## What you have to do
Among the lines of data below, reproduce only those from the one with "Target: row house" through the one with "of the residential", exactly as they stand, both ends included.

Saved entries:
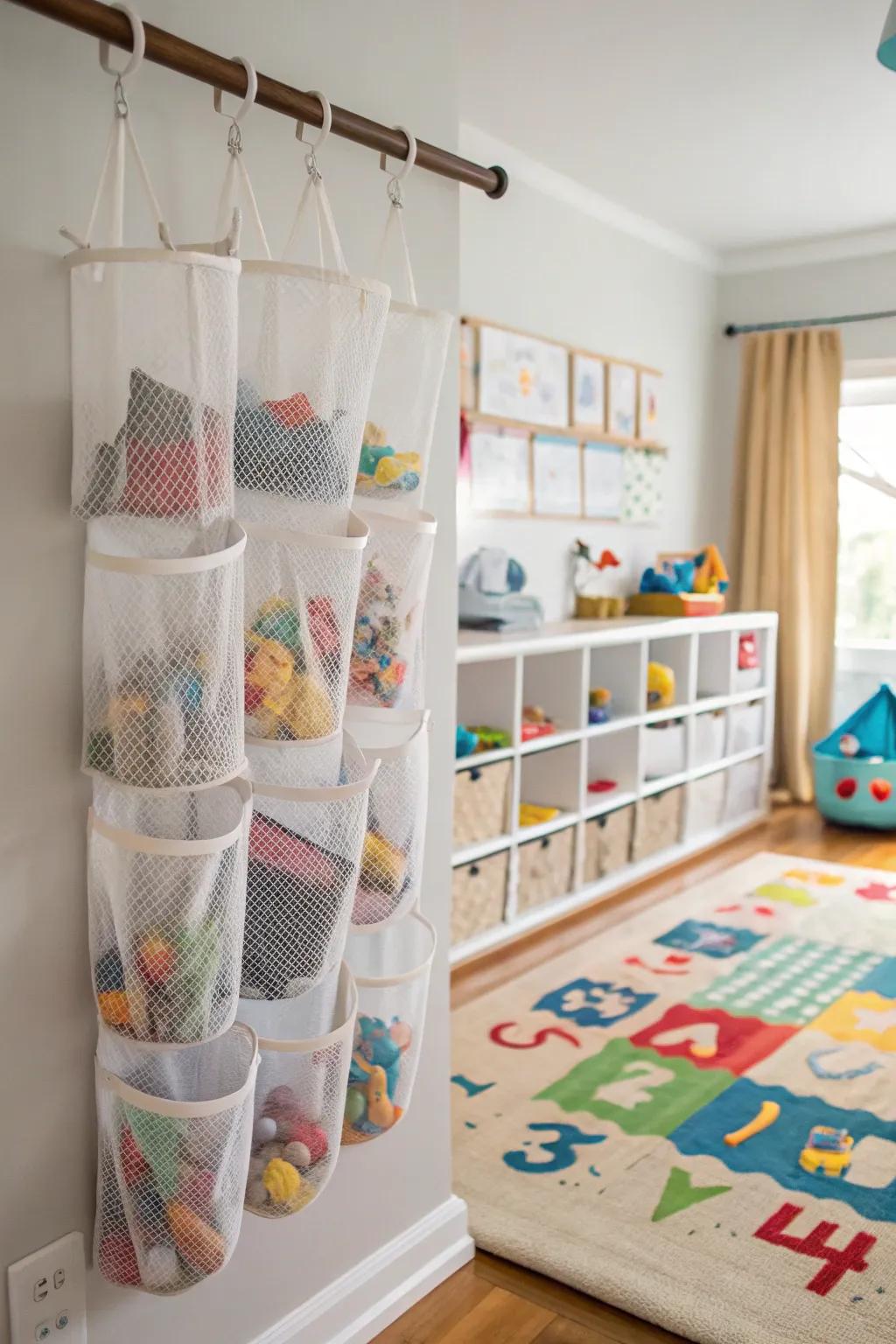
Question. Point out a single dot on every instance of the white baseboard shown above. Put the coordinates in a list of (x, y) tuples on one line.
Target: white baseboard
[(358, 1306)]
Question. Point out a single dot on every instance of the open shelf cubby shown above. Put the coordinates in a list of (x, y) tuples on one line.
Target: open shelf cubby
[(717, 749)]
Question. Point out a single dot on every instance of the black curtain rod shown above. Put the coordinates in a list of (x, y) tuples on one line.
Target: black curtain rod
[(743, 330), (167, 49)]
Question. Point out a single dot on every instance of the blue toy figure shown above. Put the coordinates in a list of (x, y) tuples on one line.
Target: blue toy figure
[(856, 766)]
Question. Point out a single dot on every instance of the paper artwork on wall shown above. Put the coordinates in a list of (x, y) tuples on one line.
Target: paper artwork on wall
[(499, 472), (522, 378), (556, 478), (604, 480), (624, 399), (649, 391), (589, 382), (642, 486)]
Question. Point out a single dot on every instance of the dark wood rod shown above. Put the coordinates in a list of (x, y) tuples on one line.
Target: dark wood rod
[(165, 49)]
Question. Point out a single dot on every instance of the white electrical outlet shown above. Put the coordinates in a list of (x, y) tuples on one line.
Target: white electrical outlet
[(47, 1294)]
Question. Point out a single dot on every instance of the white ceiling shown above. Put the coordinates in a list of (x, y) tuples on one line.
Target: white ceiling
[(735, 122)]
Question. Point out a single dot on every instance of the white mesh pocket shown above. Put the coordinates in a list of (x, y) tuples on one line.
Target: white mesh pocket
[(308, 347), (153, 383), (301, 592), (163, 668), (393, 857), (398, 433), (304, 857), (391, 970), (305, 1050), (387, 651), (175, 1133), (167, 897)]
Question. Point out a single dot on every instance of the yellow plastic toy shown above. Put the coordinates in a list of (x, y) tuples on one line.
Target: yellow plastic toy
[(662, 686)]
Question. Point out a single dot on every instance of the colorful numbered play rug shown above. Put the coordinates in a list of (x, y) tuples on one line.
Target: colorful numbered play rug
[(693, 1116)]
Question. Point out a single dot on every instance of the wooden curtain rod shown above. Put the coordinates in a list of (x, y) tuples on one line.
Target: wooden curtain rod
[(165, 49)]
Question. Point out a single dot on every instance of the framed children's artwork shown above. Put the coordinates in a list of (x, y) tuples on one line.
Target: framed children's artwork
[(604, 480), (649, 405), (556, 476), (522, 378), (499, 471), (589, 390), (622, 399)]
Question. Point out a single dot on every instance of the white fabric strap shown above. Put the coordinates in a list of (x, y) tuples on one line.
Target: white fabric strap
[(316, 190), (396, 220), (235, 176)]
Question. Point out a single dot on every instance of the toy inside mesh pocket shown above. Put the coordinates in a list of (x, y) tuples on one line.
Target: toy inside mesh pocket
[(387, 649), (393, 859), (391, 970), (175, 1135), (305, 1048), (163, 672), (153, 383), (398, 433), (304, 858), (301, 592), (167, 894), (309, 340)]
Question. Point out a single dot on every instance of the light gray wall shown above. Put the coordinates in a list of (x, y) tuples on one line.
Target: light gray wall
[(550, 269), (55, 107)]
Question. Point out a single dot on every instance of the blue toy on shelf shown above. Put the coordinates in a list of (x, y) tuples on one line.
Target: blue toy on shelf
[(856, 766)]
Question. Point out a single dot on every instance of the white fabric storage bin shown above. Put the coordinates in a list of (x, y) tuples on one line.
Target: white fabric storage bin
[(304, 858), (175, 1130), (705, 802), (746, 726), (308, 346), (393, 857), (167, 898), (305, 1048), (153, 383), (387, 654), (391, 970), (708, 738), (163, 669), (745, 789), (301, 592), (401, 418), (664, 749)]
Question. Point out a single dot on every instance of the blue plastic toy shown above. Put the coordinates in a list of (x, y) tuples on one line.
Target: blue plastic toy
[(856, 766)]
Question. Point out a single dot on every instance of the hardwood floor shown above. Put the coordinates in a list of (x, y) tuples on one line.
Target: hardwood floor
[(492, 1301)]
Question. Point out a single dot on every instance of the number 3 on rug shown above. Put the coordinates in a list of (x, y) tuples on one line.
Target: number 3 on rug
[(562, 1148)]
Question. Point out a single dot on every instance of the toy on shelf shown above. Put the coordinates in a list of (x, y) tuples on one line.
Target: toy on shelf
[(535, 724), (856, 766), (690, 584), (599, 704), (662, 686), (592, 605), (491, 594), (534, 815)]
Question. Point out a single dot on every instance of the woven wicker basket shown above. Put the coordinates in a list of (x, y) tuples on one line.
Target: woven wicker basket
[(546, 869), (481, 802), (607, 843), (657, 822), (479, 892)]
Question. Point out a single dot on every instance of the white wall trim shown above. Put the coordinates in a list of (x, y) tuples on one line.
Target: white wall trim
[(808, 252), (539, 176), (368, 1298)]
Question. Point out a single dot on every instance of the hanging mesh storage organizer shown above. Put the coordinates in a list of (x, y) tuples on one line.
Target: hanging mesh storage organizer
[(391, 970), (175, 1133), (304, 858), (167, 898), (393, 859), (305, 1048)]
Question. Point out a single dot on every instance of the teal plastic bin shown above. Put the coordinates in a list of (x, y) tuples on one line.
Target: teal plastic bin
[(858, 787)]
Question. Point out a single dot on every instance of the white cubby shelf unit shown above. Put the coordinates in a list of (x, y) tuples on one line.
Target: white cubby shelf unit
[(723, 718)]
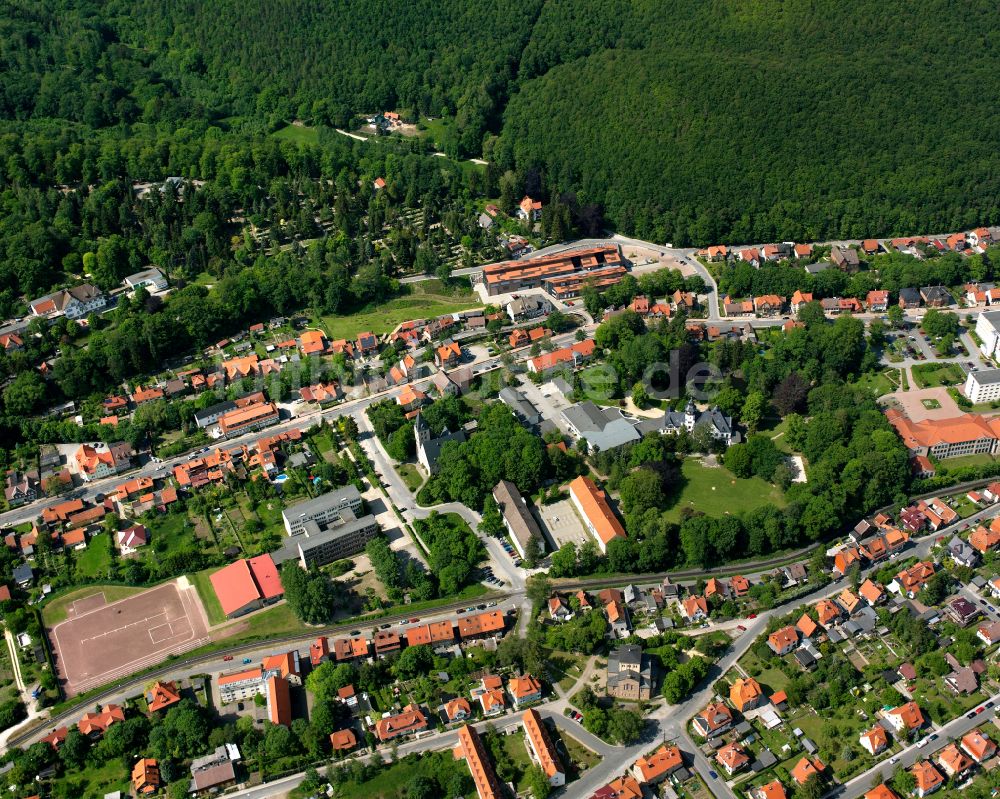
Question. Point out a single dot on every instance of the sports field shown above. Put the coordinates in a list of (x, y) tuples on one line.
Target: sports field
[(101, 641)]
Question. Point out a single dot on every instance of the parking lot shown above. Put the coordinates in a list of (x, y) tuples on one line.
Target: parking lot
[(561, 524)]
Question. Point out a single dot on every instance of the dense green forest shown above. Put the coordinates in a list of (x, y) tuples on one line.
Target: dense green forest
[(686, 120)]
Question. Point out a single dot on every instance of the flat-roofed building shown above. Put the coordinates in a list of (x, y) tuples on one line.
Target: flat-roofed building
[(517, 518), (321, 509), (317, 545), (983, 386)]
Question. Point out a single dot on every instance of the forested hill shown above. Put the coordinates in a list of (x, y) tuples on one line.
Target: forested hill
[(756, 120), (693, 121)]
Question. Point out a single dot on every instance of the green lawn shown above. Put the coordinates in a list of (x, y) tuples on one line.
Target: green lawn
[(599, 384), (95, 780), (170, 531), (96, 558), (879, 383), (54, 610), (300, 134), (929, 375), (566, 668), (716, 492), (777, 435), (581, 757), (411, 475), (439, 766), (516, 752), (425, 301), (208, 598), (437, 129)]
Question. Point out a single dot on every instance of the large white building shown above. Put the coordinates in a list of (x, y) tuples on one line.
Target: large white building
[(983, 386), (988, 330), (322, 509)]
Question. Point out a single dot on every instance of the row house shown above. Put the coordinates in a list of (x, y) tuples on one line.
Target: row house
[(768, 305)]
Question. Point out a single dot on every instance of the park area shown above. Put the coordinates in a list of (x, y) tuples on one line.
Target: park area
[(100, 640), (714, 490), (932, 375), (427, 299)]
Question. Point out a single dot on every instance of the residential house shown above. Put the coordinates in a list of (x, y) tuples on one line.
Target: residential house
[(694, 608), (845, 258), (448, 355), (94, 725), (524, 690), (799, 299), (21, 487), (629, 674), (828, 612), (410, 720), (954, 762), (875, 741), (751, 255), (806, 769), (618, 620), (877, 301), (592, 504), (491, 696), (927, 778), (162, 695), (985, 539), (714, 720), (74, 303), (145, 777), (529, 210), (977, 745), (989, 633), (882, 791), (807, 626), (541, 748), (872, 592), (911, 580), (935, 296), (655, 768), (768, 305), (733, 758), (909, 298), (770, 790), (746, 694), (458, 709), (559, 610), (905, 718)]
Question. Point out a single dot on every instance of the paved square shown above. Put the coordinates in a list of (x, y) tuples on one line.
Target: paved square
[(561, 524), (99, 643)]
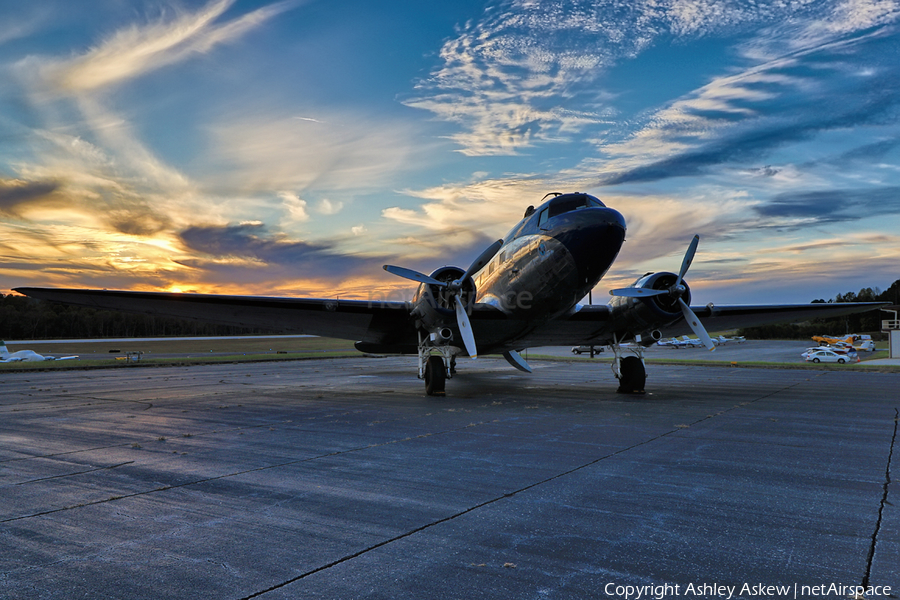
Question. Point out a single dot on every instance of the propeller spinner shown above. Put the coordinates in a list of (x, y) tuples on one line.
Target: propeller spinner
[(676, 290), (455, 288)]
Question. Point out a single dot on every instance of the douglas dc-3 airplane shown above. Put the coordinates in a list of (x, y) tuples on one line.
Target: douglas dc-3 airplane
[(522, 291)]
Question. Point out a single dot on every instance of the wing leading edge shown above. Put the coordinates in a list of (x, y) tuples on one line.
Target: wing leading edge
[(375, 322), (387, 325), (595, 324)]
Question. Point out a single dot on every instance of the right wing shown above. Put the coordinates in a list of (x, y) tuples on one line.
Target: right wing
[(374, 322)]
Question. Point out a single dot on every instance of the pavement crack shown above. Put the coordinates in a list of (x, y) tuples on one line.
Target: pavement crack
[(75, 473), (884, 496)]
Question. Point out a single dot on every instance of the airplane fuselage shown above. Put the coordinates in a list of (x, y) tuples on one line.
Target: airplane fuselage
[(552, 258)]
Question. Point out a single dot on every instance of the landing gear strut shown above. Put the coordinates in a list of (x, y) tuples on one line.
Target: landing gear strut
[(437, 362), (629, 370)]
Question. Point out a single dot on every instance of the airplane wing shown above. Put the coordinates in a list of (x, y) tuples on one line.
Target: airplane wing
[(387, 326), (374, 322), (593, 324)]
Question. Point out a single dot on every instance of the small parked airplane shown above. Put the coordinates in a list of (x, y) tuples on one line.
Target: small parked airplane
[(26, 355), (523, 291)]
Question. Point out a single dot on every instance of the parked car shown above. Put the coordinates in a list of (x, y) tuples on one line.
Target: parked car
[(587, 349), (829, 356), (866, 345)]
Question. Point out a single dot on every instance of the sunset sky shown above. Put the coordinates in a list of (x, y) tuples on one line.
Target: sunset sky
[(292, 148)]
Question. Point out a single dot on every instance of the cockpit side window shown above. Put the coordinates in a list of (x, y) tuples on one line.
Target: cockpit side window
[(565, 204)]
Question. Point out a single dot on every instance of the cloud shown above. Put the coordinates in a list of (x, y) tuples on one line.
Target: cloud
[(137, 50), (746, 116), (14, 192), (510, 79), (329, 207), (266, 150), (254, 243), (295, 207), (832, 206)]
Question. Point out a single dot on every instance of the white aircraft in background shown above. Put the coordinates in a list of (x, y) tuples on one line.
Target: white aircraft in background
[(738, 339), (26, 355)]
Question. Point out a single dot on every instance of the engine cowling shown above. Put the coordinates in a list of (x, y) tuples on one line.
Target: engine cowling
[(646, 314), (433, 306)]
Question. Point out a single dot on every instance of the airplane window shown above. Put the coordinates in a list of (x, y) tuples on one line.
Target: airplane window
[(564, 204)]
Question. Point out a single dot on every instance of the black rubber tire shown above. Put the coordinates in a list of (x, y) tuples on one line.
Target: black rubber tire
[(435, 376), (633, 376)]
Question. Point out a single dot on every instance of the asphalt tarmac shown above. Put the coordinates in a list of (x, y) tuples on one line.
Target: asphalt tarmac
[(341, 479)]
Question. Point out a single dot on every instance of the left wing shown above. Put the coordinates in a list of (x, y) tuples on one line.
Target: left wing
[(594, 324)]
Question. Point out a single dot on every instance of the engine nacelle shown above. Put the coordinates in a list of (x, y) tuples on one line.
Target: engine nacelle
[(434, 306), (643, 315)]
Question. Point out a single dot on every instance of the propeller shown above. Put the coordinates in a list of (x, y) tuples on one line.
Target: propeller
[(677, 290), (455, 288)]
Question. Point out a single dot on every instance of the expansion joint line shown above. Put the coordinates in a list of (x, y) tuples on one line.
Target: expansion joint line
[(884, 495), (407, 534), (457, 515)]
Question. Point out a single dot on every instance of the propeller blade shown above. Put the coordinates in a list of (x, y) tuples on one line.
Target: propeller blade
[(414, 275), (637, 292), (688, 259), (465, 328), (483, 259), (695, 325)]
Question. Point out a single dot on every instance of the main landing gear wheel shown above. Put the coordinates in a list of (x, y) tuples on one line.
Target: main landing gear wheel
[(633, 376), (435, 376)]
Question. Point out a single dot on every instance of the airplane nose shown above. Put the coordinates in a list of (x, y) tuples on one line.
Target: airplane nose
[(593, 237)]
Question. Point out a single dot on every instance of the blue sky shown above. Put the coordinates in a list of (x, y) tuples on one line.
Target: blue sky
[(292, 148)]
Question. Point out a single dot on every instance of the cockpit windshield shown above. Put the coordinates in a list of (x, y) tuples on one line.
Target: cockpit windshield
[(570, 202)]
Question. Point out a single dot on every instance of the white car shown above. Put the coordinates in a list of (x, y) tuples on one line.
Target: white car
[(829, 356), (866, 345), (587, 349)]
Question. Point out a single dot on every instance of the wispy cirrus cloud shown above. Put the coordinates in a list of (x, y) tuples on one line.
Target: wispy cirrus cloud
[(746, 116), (509, 79), (138, 50)]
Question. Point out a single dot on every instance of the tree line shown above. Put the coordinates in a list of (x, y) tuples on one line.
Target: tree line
[(23, 318), (868, 322)]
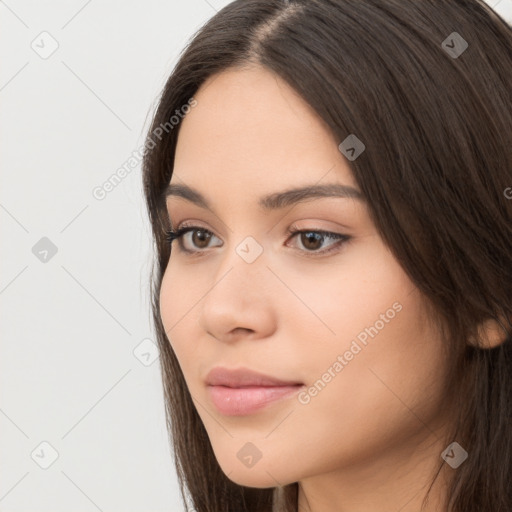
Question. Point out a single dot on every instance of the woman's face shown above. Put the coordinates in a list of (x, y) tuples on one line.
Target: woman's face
[(340, 317)]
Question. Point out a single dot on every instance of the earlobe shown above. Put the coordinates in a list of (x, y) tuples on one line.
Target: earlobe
[(491, 334)]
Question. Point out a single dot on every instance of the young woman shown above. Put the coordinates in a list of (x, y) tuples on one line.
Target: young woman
[(329, 184)]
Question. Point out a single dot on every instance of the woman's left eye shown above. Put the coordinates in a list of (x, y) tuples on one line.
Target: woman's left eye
[(310, 239)]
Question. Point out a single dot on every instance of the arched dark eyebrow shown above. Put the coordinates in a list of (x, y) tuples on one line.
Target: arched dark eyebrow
[(273, 201)]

## The completed task
Target: row house
[(768, 305)]
Question. Point out a single dot on every instance of the park area shown above. Put the coordinates in a list of (x, y) tuples on one line.
Target: park area
[(100, 640), (714, 490), (932, 375), (427, 299)]
Question. Point out a single dot on every instance of the residential house shown above. Put the coordinates in a list of (x, y) tuples on one line.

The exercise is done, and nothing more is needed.